SET EXERCISE >> Convert every line of the listing below into a JSON array of strings, with one string per line and any blank lines omitted.

INFORMATION SUPPLIED >>
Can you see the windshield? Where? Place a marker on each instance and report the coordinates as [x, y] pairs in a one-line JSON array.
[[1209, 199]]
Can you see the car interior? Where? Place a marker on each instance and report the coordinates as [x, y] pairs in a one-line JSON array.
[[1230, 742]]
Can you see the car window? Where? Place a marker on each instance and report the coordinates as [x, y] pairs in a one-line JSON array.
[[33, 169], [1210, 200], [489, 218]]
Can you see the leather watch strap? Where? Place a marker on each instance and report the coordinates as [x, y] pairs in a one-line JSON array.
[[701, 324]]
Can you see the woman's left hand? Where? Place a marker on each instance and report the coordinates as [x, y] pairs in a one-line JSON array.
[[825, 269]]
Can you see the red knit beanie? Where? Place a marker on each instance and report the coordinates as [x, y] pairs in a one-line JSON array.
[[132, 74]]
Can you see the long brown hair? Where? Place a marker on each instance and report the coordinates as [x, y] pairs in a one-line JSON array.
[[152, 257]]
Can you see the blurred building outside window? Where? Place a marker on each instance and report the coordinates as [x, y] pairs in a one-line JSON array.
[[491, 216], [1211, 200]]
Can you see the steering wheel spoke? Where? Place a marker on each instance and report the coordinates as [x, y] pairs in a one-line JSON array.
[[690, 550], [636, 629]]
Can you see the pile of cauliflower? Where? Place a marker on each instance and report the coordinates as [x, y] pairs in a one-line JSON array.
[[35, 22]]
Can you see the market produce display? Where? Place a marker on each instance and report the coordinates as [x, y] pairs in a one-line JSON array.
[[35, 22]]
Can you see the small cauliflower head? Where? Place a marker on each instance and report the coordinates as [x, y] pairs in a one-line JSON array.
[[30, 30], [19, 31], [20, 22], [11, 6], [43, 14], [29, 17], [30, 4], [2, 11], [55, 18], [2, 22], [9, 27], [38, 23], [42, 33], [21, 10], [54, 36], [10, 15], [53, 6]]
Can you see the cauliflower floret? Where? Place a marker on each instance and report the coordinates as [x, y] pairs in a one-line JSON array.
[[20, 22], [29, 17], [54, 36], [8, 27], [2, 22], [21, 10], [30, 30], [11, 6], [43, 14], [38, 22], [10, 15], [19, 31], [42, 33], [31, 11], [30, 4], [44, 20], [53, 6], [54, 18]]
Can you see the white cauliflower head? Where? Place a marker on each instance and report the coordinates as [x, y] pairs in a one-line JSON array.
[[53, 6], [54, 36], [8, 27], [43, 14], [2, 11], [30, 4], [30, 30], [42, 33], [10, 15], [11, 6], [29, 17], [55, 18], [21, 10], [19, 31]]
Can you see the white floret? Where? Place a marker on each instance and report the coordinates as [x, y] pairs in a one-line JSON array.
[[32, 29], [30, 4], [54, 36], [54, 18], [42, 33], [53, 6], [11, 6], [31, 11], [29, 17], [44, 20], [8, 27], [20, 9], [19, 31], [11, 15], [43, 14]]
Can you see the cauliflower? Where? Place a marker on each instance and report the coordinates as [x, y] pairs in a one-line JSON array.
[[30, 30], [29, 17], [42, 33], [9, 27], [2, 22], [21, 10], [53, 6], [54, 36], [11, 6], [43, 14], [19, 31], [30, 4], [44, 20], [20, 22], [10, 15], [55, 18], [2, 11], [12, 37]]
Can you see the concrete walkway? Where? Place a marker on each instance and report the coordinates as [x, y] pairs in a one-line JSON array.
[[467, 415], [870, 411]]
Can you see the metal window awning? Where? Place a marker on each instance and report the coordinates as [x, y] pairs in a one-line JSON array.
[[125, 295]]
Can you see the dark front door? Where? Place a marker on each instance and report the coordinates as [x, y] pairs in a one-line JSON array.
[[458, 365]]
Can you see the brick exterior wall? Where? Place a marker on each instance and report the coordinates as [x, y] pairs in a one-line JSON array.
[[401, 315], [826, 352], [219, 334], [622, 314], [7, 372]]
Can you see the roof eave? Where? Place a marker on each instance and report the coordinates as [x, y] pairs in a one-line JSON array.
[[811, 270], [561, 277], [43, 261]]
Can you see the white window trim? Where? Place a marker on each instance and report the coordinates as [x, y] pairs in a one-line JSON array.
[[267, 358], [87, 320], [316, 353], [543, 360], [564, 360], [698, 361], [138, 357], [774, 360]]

REPLY TO THE TASK >>
[
  "Can you see the windshield? Where? Place a marker on each instance and report the coordinates as [x, y] pairs in a one-line JSON array.",
  "[[1209, 199]]",
  "Can you see the car interior? Where? Place a marker on each instance and report the coordinates as [x, y] pairs in a one-line JSON array.",
  "[[1230, 742]]",
  "Can you see the car window? Where? Place a marker on each instance and report the coordinates as [x, y] pairs in a one-line JSON array.",
  "[[33, 169], [1210, 200], [489, 218]]",
  "Can you see the leather watch strap? Where? Place a marker on each instance and report the coordinates as [x, y] pairs in a one-line JSON array.",
  "[[701, 324]]",
  "Can you see the woman's left hand? Where? Place a marker on each instance and report the coordinates as [x, y] pairs in a one-line JSON array.",
  "[[825, 269]]",
  "Can you see the red knit beanie? Where? Place a marker on each instance and report the coordinates as [x, y] pairs in a one-line JSON array.",
  "[[132, 74]]",
  "Can you see the long brown hair? Where? Place a marker on each instance and report the coordinates as [x, y] pairs in a one-line JSON array.",
  "[[152, 257]]",
  "Can you see the blurred building outside window? Where? Place a marker on each instance and report the coordinates as [x, y] pairs in a one-line JSON array.",
  "[[491, 216], [1211, 200]]",
  "Can you see the steering wheel spoke? Where? Place a marker on each instance and report the coordinates as [x, y] pairs in a one-line JSON array.",
  "[[690, 550], [636, 629]]",
  "Can you see the pile of cauliflower? Where? Place a marker on each instance and report the coordinates as [x, y] pairs in a one-line JSON array.",
  "[[35, 22]]",
  "Can you see the market produce display? Where? Place a marker on each instance and report the coordinates as [x, y] pairs in a one-line JSON array.",
  "[[35, 22]]",
  "Can you see the small cauliflower head? Where? Place a marker on each instance and report the coordinates as [x, y] pairs in a one-line JSON array.",
  "[[30, 30], [19, 31], [20, 22], [11, 6], [43, 14], [29, 17], [30, 4], [2, 11], [55, 18], [2, 22], [9, 27], [38, 23], [42, 33], [21, 10], [54, 36], [10, 15], [53, 6]]",
  "Can you see the cauliflower floret? Where? Place a marker on each instance and report the coordinates as [x, y] pairs in a one-line JSON array.",
  "[[20, 22], [29, 17], [54, 36], [8, 27], [2, 22], [21, 10], [30, 30], [11, 6], [43, 14], [38, 22], [10, 15], [19, 31], [42, 33], [31, 11], [30, 4], [44, 20], [53, 6], [54, 18]]",
  "Can you see the white cauliflower head? Where? Place a marker on each instance and report the coordinates as [x, y] pairs in a one-line JSON array.",
  "[[53, 6], [54, 36], [8, 27], [43, 14], [2, 11], [30, 4], [30, 30], [42, 33], [10, 15], [11, 6], [29, 17], [55, 18], [21, 10], [19, 31]]",
  "Can you see the white floret? Where? Place a marker on each instance and report the coordinates as [x, y] pairs in a one-line JSON array.",
  "[[32, 29], [30, 4], [54, 36], [54, 18], [42, 33], [53, 6], [11, 6], [31, 11], [29, 17], [44, 20], [8, 27], [20, 9], [19, 31], [11, 15], [43, 14]]",
  "Can you see the cauliflower? Where? Place a marker on each instance and report the coordinates as [x, y] pairs in a one-line JSON array.",
  "[[30, 30], [29, 17], [42, 33], [9, 27], [2, 22], [21, 10], [53, 6], [54, 36], [11, 6], [43, 14], [19, 31], [30, 4], [44, 20], [20, 22], [10, 15], [55, 18], [2, 11], [12, 37]]",
  "Can you see the concrete walkway? Where? Place a marker on each instance and report the coordinates as [x, y] pairs in a one-line JSON array.",
  "[[467, 415], [870, 411]]",
  "Can you see the metal window awning? Where? Place a marker on each instance and report the coordinates as [x, y] pairs in a one-line JSON array.",
  "[[125, 295]]",
  "Can you see the dark front door? Where? Place a marker on each instance and report the coordinates as [x, y] pairs in a one-line JSON array.",
  "[[458, 365]]",
  "Can you see the brick exterior wall? Where? Place a marker on each instance and report the coordinates as [x, y] pairs in a one-line JSON array.",
  "[[401, 315], [826, 352], [219, 334], [622, 314], [7, 372]]",
  "Can you see the roof eave? Where? Place a marker on each instance and report the coordinates as [x, y] pairs in a one-line JSON array.",
  "[[811, 270], [561, 277], [43, 261]]",
  "Can you see the white window trim? Where? Place a marker on each instance and report the coordinates as [x, y] pairs in a one-line JSON array.",
  "[[267, 358], [87, 320], [316, 353], [543, 360], [564, 360], [698, 361], [138, 357], [774, 360]]"
]